** Document segment **
——

2. The two-component curable composition according to claim 1, wherein the polycarboxylic acid comprises isophthalic acid, and the polyhydric alcohol comprises at least one selected from diethylene glycol, 1,2-propanediol, 1,3-propanediol, 2-methyl-1,3-propanediol, neopentyl glycol, 1,4-butanediol, 3-methyl-1,5-pentanediol, and 1,6-hexanediol.
3. The two-component curable composition according to claim 2, wherein the polyhydric alcohol comprises diethylene glycol or 1,2-propanediol.
4. The two-component curable composition according to claim 2, wherein the polycarboxylic acid further comprises at least one selected from adipic acid and succinic acid.
5. The two-component curable composition according to claim 2, wherein the polycarboxylic acid further comprises terephthalic acid.
6. The two-component curable composition according to claim 2, wherein the polyol further comprises glycerin.
7. The two-component curable composition according to claim 1, wherein the polycarboxylic acid comprises terephthalic acid and the polyol comprises ethylene glycol.
8. The two-component curable composition according to claim 7, wherein the polycarboxylic acid further comprises at least one selected from adipic acid and succinic acid.
9. The two-component curable composition according to claim 7, wherein the polyol further comprises glycerin.
10. The two-component curable composition according to claim 1, wherein the hydroxyl value of the polyester polyol (A1) is 10 mg KOH / g or more and 450 mg KOH / g or less.
11. The two-component curable composition according to claim 1, wherein the acid value of the polyester polyol (A1) is 0.5 mg KOH / g or more and 90 mg KOH / g or less.
12. The two-component curable composition according to claim 1, wherein some of the hydroxyl groups of the polyester polyol (A1) are modified with a compound having acidic groups.
13. The two-component curable composition according to claim 1, used as a two-component curable adhesive.
14. The two-component curable composition according to claim 1, used as a two-component curable coating agent.
15. A laminate comprising a first substrate, a second substrate, and an adhesive layer disposed between the first substrate and the second substrate, wherein the adhesive layer is a cured coating film of the two-component curing adhesive described in claim 13.
16. A laminate comprising a substrate and a coating layer disposed on the substrate, wherein the coating layer is a cured coating film of the two-component curable coating agent described in claim 14.
17. A packaging material comprising the laminate according to claim 15 or 16.

——

** Instructions **
- 1) Rewrite the patent claims starting at "12. The two-component" and ending at "in claim 13.", changing "substrate" to "base layer".
- 2) Using the patent claims, decide whether each statement agrees with them. Answer yes or no, and quote the deciding words. (a) One claim that depends on claim 2 adds glycerin to the polyol. (b) Claim 11 sets the upper limit of the acid value of the polyester polyol (A1) at 450 mg KOH / g. (c) The packaging material in claim 17 comprises the laminate of claim 15 or 16.

** Referring expression pointing data **
——

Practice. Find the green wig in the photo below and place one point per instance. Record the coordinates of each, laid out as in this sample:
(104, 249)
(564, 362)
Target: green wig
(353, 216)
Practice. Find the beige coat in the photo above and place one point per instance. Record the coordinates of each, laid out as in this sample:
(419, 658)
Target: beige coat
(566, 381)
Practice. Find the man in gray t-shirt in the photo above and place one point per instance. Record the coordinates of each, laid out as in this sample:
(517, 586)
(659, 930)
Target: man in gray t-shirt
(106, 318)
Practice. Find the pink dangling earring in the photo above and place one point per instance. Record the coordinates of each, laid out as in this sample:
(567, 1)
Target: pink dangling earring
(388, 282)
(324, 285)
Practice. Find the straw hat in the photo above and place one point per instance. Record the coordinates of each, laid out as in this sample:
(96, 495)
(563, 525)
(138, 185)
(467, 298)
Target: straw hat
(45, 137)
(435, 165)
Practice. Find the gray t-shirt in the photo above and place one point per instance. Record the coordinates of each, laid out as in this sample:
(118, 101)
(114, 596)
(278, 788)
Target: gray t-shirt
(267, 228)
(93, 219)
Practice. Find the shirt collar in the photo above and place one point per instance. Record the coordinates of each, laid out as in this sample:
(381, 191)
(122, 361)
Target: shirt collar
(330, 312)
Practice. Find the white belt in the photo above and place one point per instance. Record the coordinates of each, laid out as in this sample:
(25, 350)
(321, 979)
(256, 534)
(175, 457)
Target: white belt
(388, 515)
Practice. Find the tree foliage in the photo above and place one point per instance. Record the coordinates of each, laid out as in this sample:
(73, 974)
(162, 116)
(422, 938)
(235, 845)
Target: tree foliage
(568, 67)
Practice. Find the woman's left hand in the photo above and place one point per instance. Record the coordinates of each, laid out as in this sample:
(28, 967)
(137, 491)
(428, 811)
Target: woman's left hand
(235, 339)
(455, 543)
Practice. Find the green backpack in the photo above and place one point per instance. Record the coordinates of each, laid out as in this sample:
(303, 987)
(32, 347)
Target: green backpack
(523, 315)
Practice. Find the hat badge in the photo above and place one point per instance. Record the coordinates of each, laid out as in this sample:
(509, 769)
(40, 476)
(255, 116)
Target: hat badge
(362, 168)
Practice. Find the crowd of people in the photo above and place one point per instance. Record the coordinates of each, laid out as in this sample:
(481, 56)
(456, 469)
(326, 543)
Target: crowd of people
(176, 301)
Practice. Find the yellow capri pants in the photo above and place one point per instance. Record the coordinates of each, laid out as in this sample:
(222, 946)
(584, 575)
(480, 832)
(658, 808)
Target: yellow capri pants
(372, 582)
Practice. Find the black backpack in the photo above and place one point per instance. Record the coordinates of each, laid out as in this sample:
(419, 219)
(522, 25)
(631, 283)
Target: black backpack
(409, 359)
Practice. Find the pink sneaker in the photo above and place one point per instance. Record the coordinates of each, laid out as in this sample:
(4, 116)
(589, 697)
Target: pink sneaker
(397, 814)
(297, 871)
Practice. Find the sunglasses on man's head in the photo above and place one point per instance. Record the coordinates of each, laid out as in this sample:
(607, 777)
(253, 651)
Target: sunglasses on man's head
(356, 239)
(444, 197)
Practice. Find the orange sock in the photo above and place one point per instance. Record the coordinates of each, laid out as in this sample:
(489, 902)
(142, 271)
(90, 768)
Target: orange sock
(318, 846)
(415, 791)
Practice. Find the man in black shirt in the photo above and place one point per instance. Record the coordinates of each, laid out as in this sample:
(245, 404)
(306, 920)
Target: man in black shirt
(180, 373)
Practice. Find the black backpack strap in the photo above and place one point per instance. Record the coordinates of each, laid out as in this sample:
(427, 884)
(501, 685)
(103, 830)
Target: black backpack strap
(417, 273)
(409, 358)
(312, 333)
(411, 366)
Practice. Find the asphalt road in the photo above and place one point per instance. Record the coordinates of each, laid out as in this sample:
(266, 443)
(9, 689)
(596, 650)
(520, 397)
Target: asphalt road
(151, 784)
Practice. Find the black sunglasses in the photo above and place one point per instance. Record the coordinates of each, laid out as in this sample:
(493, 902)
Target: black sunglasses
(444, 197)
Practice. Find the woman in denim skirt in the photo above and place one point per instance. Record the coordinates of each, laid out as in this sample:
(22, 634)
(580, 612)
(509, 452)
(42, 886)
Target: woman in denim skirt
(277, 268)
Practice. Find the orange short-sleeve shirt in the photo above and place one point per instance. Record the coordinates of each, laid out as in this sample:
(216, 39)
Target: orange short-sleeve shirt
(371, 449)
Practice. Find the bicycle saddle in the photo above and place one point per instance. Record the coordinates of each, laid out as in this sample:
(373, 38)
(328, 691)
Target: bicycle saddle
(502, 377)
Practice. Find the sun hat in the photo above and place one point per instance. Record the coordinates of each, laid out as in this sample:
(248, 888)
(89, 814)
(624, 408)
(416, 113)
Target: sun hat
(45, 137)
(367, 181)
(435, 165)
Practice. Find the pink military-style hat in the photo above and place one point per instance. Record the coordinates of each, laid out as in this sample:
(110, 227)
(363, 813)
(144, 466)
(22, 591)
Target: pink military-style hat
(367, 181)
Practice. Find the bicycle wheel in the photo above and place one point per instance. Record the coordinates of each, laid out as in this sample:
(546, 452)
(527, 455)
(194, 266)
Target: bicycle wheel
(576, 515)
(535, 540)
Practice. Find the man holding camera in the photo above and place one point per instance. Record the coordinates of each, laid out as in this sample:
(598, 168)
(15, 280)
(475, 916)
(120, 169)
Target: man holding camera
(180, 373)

——

** Answers given **
- 1)
12. The two-component curable composition according to claim 1, wherein some of the hydroxyl groups of the polyester polyol (A1) are modified with a compound having acidic groups.
13. The two-component curable composition according to claim 1, used as a two-component curable adhesive.
14. The two-component curable composition according to claim 1, used as a two-component curable coating agent.
15. A laminate comprising a first base layer, a second base layer, and an adhesive layer disposed between the first base layer and the second base layer, wherein the adhesive layer is a cured coating film of the two-component curing adhesive described in claim 13.

- 2)
(a) Yes: "according to claim 2, wherein the polyol further comprises glycerin"
(b) No: "the acid value of the polyester polyol (A1) is 0.5 mg KOH / g or more and 90 mg KOH / g or less"
(c) Yes: "A packaging material comprising the laminate according to claim 15 or 16."